Fragment dokumentu:
--
Gorguts na trzeciej płycie wynieśli awangardowy death metal na nowy poziom, co z jednej strony wiązało się z dużym, acz odłożonym w czasie, sukcesem artystycznym, a z drugiej z niezrozumieniem i dość drastycznym zawężeniem grona potencjalnych odbiorców. Historia pokazała, że to Kanadyjczycy mieli rację, a bez ich muzycznej wolty w połowie lat 90. dziś nie mielibyśmy w takim kształcie Ulcerate, Deathspell Omega, Imperial Triumphant czy właśnie Geryon. Początki tych ostatnich były raczej skromne, trudno też było sobie coś po nich obiecywać, ale odkąd znaleźli dla siebie wąską niszę, naprawdę zasługują na uwagę miłośników ambitnego grania.
Patent Geryon na oryginalność nawet na papierze nie wyglądał na prosty: wziąć styl z „Obscura” i przysposobić go do świadomie uszczuplonego instrumentarium – coś takiego nie miało prawa się udać. Debiutanckim selftajtlem z 2013 roku Amerykanie udowodnili jednak, że to nie tylko wykonalne, ale i ma sens, nie jest przy tym tylko sztuką dla sztuki. Geryon „uawangardzili” awangardę i… nic, ich wysiłki przeszły bez echa. Musiały minąć kolejne trzy lata, żeby zespół, z pomocą Colina Marstona w roli mecenasa sztuki, dorobił się kontraktu i przyzwoitej dystrybucji. Nie dorobił się natomiast rozpoznawalności, o popularności nie wspominając.
--
Pokazane dane:
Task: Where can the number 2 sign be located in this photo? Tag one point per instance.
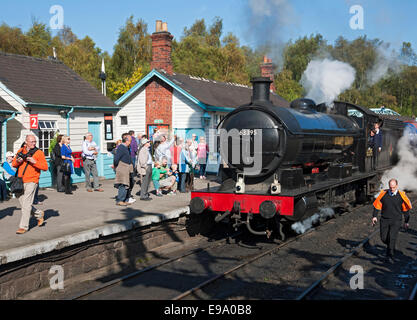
--
Do zrobienia:
(a) Przepisz z fragmentu dokumentu tekst zaczynający się od słów „Patent Geryon na” i kończący na słowach „popularności nie wspominając.”.
(b) Wymień wszystkie nazwy zespołów muzycznych, które pojawiają się we fragmencie dokumentu.
(c) Przetłumacz na angielski to zdanie z fragmentu dokumentu: „Historia pokazała, że to Kanadyjczycy mieli rację, a bez ich muzycznej wolty w połowie lat 90. dziś nie mielibyśmy w takim kształcie Ulcerate, Deathspell Omega, Imperial Triumphant czy właśnie Geryon.”

Rozwiązane zadania:
(a)
Patent Geryon na oryginalność nawet na papierze nie wyglądał na prosty: wziąć styl z „Obscura” i przysposobić go do świadomie uszczuplonego instrumentarium – coś takiego nie miało prawa się udać. Debiutanckim selftajtlem z 2013 roku Amerykanie udowodnili jednak, że to nie tylko wykonalne, ale i ma sens, nie jest przy tym tylko sztuką dla sztuki. Geryon „uawangardzili” awangardę i… nic, ich wysiłki przeszły bez echa. Musiały minąć kolejne trzy lata, żeby zespół, z pomocą Colina Marstona w roli mecenasa sztuki, dorobił się kontraktu i przyzwoitej dystrybucji. Nie dorobił się natomiast rozpoznawalności, o popularności nie wspominając.

(b) Gorguts, Ulcerate, Deathspell Omega, Imperial Triumphant, Geryon

(c) History has shown that the Canadians were right, and without their musical about-face in the mid-1990s we would not have Ulcerate, Deathspell Omega, Imperial Triumphant, or indeed Geryon in their present form today.